题意:给一个的格子图,有 n 行单元格,每行有a[i]个格子,要求往格子中填1~m的数字,要求每个数字大于等于左边的数字,大于上边的数字,问有多少种填充方法。
析:感觉像个DP,但是不会啊。。。就想暴力试试,反正数据量看起来不大才7,但是。。。TLE了,又换了一个暴力方法,2秒多过了,差点啊。
其实这是一个状压DP,dp[i][s]表示在第 i 列,在集合 s 中有方法数,那么怎么转移呢,这个还是挺简单的,就是判断第i+1列是不是比第 i 列都大于等于就ok了,
输入时先把行,转化成列,再计算,初始化就是第一列喽,假设什么组合都行。
代码如下:
暴力代码:
#pragma comment(linker, "/STACK:1024000000,1024000000")
#include <cstdio>
#include <string>
#include <cstdlib>
#include <cmath>
#include <iostream>
#include <cstring>
#include <set>
#include <queue>
#include <algorithm>
#include <vector>
#include <map>
#include <cctype>
#include <cmath>
#include <stack>
#define frer freopen("in.txt", "r", stdin)
#define frew freopen("out.txt", "w", stdout)
using namespace std;
typedef long long LL;
typedef pair<int, int> P;
const int INF = 0x3f3f3f3f;
const double inf = 0x3f3f3f3f3f3f;
const double PI = acos(-1.0);
const double eps = 1e-8;
const int maxn = 450 + 5;
const int mod = 1e9 + 7;
const char *mark = "+-*";
const int dr[] = {-1, 0, 1, 0};
const int dc[] = {0, 1, 0, -1};
int n, m;
const int mon[] = {0, 31, 28, 31, 30, 31, 30, 31, 31, 30, 31, 30, 31};
const int monn[] = {0, 31, 29, 31, 30, 31, 30, 31, 31, 30, 31, 30, 31};
inline int Min(int a, int b){ return a < b ? a : b; }
inline int Max(int a, int b){ return a > b ? a : b; }
inline LL Min(LL a, LL b){ return a < b ? a : b; }
inline LL Max(LL a, LL b){ return a > b ? a : b; }
inline bool is_in(int r, int c){
return r >= 0 && r < n && c >= 0 && c < m;
}
int w[10], h[10];
int ans = 0, cnt[10][10];
void dfs(int r, int c, int mx){
if(c > m){
++ans; return ;
}
int mm = Min(n, n-h[c]+r);
for(int i = Max(mx+1, cnt[r][c-1]); i <= mm; ++i){
cnt[r][c] = i;
if(r == h[c]) dfs(1, c+1, 0);
else dfs(r+1, c, i);
}
}
int main(){
int k;
while(scanf("%d", &k) == 1){
memset(h, 0, sizeof h);
m = 0;
for(int i = 1; i <= k; ++i){
int x;
scanf("%d", &x);
m = Max(m, x);
for(int j = 1; j <= x; ++j)
++h[j];
}
scanf("%d", &n);
ans = 0;
memset(cnt, 0, sizeof cnt);
dfs(1, 1, 0);
printf("%d\n", ans);
}
return 0;
}
状压DP代码:
#pragma comment(linker, "/STACK:1024000000,1024000000")

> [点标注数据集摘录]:
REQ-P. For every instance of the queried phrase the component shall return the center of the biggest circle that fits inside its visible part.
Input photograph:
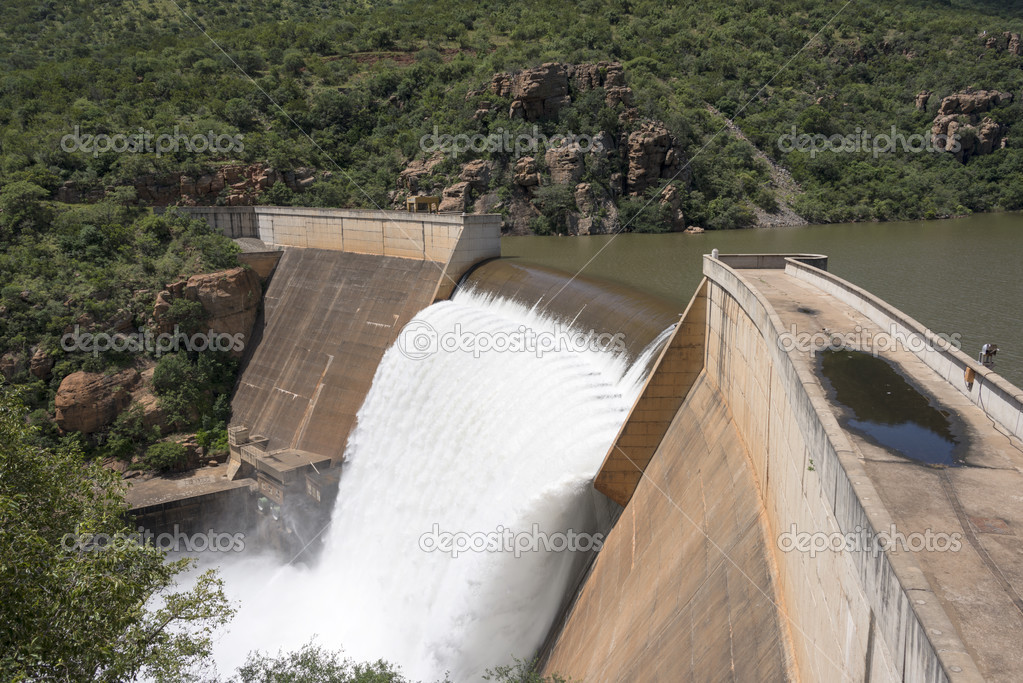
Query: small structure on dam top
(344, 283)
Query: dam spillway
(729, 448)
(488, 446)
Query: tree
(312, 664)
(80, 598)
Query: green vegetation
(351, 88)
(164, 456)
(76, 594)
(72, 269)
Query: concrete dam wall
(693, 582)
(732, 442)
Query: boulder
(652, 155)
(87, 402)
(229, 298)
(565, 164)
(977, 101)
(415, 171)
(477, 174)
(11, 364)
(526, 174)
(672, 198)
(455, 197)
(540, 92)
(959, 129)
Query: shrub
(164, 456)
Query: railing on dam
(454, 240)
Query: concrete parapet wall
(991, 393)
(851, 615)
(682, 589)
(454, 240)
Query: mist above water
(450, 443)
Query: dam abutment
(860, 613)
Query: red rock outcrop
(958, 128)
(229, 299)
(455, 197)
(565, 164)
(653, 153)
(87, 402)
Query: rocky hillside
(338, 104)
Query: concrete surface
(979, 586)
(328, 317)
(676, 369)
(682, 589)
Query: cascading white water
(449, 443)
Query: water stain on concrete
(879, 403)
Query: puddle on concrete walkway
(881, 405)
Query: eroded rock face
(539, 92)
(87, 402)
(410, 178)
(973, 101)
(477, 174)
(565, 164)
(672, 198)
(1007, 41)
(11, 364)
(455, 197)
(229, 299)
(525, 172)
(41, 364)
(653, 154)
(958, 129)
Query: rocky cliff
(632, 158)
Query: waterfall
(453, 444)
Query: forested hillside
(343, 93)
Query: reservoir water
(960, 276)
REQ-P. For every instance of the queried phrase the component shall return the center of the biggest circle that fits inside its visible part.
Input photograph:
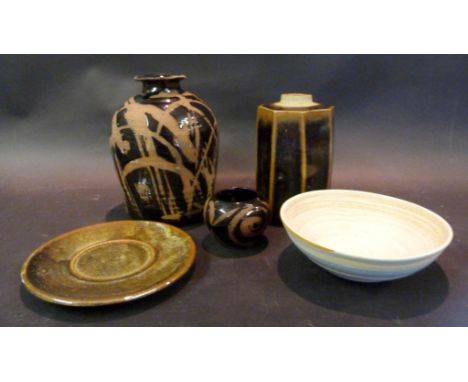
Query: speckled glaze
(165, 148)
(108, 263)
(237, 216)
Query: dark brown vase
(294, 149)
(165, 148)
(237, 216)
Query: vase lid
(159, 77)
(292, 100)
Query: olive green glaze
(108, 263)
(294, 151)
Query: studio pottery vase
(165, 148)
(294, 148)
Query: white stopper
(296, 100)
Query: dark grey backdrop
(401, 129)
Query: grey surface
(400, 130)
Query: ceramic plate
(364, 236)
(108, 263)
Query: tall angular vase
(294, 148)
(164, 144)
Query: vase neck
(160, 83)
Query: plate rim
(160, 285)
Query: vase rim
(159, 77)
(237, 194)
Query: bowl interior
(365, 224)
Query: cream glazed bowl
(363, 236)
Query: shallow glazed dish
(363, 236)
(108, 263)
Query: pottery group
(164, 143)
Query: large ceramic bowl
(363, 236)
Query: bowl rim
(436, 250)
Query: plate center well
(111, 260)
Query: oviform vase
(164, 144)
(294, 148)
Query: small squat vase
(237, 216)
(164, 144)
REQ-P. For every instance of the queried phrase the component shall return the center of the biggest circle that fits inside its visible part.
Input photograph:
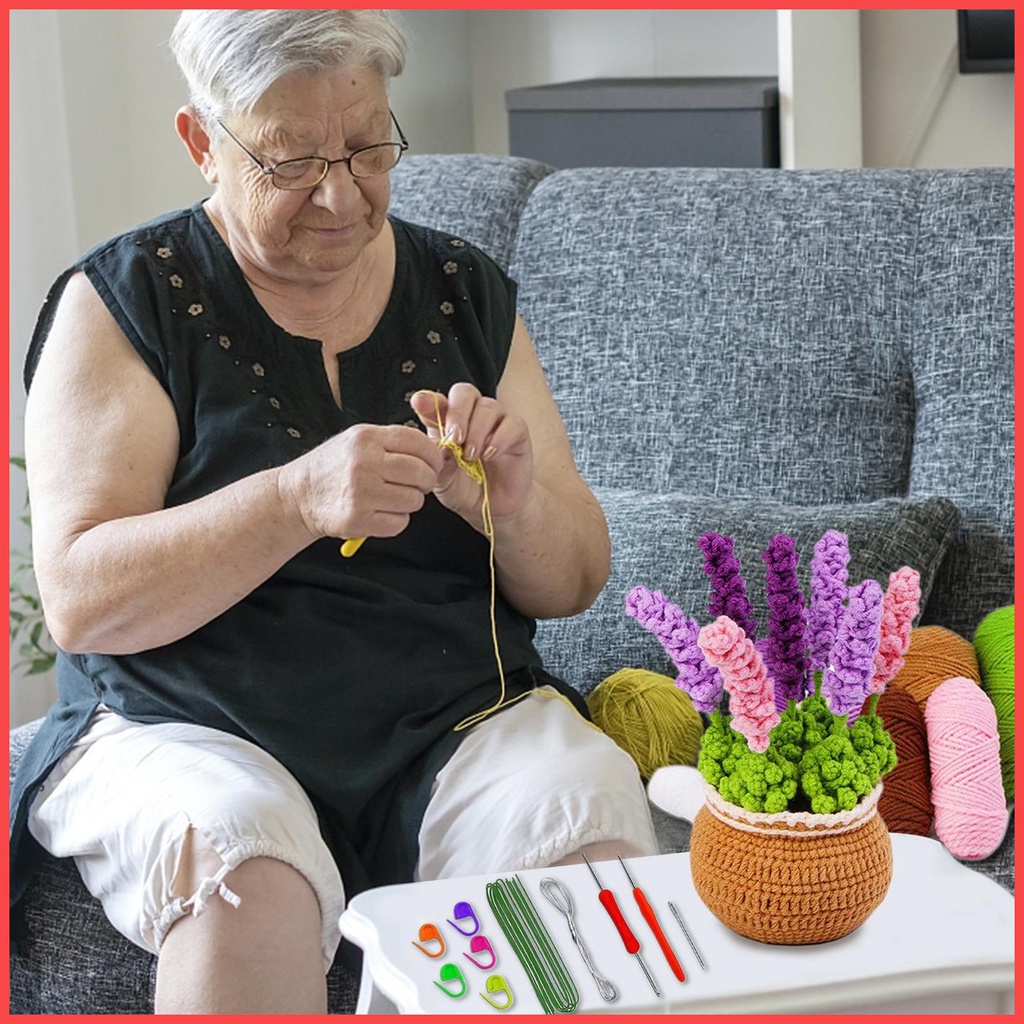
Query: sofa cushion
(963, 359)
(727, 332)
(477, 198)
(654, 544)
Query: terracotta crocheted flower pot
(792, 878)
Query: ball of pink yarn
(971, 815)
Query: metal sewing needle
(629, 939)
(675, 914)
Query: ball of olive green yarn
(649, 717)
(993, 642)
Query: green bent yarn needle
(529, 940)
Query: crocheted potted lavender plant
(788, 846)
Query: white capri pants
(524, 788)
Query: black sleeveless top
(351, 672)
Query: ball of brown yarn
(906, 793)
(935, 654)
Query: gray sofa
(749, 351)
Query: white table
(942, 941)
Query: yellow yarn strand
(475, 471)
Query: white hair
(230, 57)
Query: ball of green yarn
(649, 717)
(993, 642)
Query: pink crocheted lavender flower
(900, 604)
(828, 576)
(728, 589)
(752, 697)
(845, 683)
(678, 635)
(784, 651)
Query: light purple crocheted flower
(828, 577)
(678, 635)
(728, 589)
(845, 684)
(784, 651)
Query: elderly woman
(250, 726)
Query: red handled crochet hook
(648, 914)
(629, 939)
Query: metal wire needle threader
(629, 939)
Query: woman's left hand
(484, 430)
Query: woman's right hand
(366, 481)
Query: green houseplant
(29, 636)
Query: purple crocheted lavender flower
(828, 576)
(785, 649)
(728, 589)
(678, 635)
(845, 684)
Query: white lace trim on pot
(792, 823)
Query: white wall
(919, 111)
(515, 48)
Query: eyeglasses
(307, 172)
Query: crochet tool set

> [任务指令]: 逐字摘录这篇题解中以含“析:感觉像个DP,但是不会啊”的词句开头、到“输入时先把行,转化成列,再计算,初始化就是第一列喽,假设什么组合都行。”为止的部分。

> [答复内容]:
析:感觉像个DP,但是不会啊。。。就想暴力试试,反正数据量看起来不大才7,但是。。。TLE了,又换了一个暴力方法,2秒多过了,差点啊。
其实这是一个状压DP,dp[i][s]表示在第 i 列,在集合 s 中有方法数,那么怎么转移呢,这个还是挺简单的,就是判断第i+1列是不是比第 i 列都大于等于就ok了,
输入时先把行,转化成列,再计算,初始化就是第一列喽,假设什么组合都行。